— What is being asked —
Reproduce the part of the methods text below from "Resistive-volume measurements" to "a diluted sample.", keeping every word and symbol unchanged.

— Excerpt provided —
§
Light transmission monitoring
This was done at 37°C in a Payton dual-channel aggregation module (Payton Associates, Buffalo, NY) using polypropylene vials and Teflon-coated stirring bars (1000 rpm). Shape change is indicated as a decrease in light transmission through the suspension (in contrast to platelet aggregation, which causes an increase in light transmission) and as a decrease in the amplitude of signal oscillations, resulting from varying orientations of discoid platelets in the light beam, which vanishes when the platelets become spherical.34 It should be noted that the shape change is presented graphically in this paper as a downward deflection in the traces.
Resistive-volume measurements
Aliquots were mixed with 5 volumes of dimethylarsinic acid/sucrose (112 mM/111 mM) buffer containing 2% glutaraldehyde, pH 7.2. Analyses were performed with a Channelyzer C-1000 (Coulter Electronics, Luton, United Kingdom) connected to a Model ZM resistive counter (Coulter Electronics) fitted with a 100-μm aperture. Calibration was performed with monosized (2-μm diameter) polymer particles (Dyno Particles, Oslo, Norway) and the resolution was 0.148 fl/channel. Platelets with volumes between 2.6 and 17.3 fL were counted. Single-platelet disappearance, reflecting platelet aggregation,35 was assessed by counting 0.5 mL of a diluted sample.
§
[Dataset entries]
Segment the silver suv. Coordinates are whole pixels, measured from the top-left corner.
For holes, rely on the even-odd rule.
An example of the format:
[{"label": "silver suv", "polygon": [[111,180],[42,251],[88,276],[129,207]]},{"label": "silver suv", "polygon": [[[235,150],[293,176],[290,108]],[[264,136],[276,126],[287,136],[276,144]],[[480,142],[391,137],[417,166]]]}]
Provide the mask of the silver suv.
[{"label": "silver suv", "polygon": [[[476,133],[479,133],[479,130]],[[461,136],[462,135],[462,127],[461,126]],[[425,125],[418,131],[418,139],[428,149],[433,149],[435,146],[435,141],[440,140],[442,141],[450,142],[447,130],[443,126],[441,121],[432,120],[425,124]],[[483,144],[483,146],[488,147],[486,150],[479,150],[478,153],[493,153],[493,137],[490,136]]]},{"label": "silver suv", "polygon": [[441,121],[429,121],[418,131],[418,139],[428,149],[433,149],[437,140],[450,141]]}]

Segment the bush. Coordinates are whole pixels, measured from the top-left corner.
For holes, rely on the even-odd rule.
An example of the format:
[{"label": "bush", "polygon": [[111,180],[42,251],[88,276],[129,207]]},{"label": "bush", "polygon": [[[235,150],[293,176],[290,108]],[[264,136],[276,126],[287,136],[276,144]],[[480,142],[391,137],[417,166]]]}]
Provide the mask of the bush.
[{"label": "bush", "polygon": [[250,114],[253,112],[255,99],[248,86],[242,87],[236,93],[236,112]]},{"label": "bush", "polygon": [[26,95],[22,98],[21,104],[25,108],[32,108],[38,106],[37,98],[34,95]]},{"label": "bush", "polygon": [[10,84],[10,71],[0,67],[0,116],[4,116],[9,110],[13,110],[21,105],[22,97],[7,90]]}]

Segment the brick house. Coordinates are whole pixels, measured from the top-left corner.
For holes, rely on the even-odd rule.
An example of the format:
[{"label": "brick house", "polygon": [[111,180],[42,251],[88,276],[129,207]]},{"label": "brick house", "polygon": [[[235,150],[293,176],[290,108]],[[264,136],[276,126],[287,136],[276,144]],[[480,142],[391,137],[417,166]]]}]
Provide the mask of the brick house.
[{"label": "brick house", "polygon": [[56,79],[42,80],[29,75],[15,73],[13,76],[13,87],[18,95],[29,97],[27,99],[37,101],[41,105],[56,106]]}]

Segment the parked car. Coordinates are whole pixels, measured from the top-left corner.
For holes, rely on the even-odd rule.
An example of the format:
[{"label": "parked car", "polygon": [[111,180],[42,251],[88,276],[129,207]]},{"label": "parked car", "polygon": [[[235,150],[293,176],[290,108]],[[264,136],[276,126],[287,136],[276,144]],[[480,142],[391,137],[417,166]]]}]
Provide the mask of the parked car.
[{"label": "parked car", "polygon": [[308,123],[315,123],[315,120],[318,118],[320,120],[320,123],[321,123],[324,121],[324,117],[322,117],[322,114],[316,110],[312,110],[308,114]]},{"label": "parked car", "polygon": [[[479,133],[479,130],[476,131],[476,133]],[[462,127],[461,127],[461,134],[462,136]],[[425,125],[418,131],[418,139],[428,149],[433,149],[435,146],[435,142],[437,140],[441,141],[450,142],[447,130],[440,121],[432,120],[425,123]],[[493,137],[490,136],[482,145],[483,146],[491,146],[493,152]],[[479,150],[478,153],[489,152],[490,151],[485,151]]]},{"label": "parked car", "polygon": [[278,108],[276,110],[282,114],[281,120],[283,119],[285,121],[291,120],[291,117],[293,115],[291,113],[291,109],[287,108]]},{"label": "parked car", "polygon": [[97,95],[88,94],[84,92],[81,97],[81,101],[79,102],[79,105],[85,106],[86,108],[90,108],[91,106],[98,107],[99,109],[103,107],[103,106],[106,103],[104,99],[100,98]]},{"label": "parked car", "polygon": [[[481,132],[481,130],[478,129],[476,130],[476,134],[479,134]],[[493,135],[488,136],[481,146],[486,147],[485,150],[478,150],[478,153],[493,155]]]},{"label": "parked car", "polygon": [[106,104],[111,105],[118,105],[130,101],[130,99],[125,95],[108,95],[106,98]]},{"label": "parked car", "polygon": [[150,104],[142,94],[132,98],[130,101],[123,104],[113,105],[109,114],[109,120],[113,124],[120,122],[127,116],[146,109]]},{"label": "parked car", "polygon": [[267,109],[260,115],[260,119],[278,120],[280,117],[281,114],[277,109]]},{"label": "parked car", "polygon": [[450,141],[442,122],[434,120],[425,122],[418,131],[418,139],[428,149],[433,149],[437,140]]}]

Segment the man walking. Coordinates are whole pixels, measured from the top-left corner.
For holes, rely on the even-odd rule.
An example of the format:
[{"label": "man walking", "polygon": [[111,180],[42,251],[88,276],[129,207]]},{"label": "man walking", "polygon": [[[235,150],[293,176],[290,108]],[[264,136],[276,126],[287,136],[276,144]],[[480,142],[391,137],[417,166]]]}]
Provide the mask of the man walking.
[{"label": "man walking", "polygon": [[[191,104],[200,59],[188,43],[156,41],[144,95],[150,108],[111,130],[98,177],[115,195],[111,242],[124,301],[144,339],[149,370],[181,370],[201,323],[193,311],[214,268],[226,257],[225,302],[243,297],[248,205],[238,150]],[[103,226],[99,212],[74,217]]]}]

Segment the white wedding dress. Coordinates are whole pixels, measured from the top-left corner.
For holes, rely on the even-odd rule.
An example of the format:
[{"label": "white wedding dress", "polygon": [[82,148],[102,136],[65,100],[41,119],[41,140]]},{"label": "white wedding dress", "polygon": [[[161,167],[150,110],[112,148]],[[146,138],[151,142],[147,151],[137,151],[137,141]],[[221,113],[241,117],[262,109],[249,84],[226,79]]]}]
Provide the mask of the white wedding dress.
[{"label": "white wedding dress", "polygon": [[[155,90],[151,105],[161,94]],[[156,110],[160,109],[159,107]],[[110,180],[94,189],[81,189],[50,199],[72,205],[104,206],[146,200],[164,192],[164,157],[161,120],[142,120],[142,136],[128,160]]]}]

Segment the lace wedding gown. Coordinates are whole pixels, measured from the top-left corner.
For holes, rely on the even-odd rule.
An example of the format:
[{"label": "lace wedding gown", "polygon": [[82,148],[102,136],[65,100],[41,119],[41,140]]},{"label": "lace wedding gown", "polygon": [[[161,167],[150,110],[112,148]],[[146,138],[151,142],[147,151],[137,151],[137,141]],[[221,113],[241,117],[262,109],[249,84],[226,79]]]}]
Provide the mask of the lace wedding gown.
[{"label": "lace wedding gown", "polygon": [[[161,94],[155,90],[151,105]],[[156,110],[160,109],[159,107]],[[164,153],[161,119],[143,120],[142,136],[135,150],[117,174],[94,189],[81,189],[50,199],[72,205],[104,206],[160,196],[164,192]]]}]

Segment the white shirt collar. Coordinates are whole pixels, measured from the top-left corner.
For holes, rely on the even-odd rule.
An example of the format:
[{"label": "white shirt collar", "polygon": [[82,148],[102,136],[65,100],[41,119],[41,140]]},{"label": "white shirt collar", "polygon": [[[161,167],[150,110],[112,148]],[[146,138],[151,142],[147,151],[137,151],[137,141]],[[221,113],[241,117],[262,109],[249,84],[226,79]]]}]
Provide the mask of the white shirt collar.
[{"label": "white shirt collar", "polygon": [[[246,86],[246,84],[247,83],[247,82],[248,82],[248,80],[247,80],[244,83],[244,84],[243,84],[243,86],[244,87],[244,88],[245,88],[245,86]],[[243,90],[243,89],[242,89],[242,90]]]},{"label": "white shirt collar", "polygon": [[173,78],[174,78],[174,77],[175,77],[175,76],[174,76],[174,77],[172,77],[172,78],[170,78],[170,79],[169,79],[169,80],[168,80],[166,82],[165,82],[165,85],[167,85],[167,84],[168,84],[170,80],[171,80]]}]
§
— Your response —
Resistive-volume measurements
Aliquots were mixed with 5 volumes of dimethylarsinic acid/sucrose (112 mM/111 mM) buffer containing 2% glutaraldehyde, pH 7.2. Analyses were performed with a Channelyzer C-1000 (Coulter Electronics, Luton, United Kingdom) connected to a Model ZM resistive counter (Coulter Electronics) fitted with a 100-μm aperture. Calibration was performed with monosized (2-μm diameter) polymer particles (Dyno Particles, Oslo, Norway) and the resolution was 0.148 fl/channel. Platelets with volumes between 2.6 and 17.3 fL were counted. Single-platelet disappearance, reflecting platelet aggregation,35 was assessed by counting 0.5 mL of a diluted sample.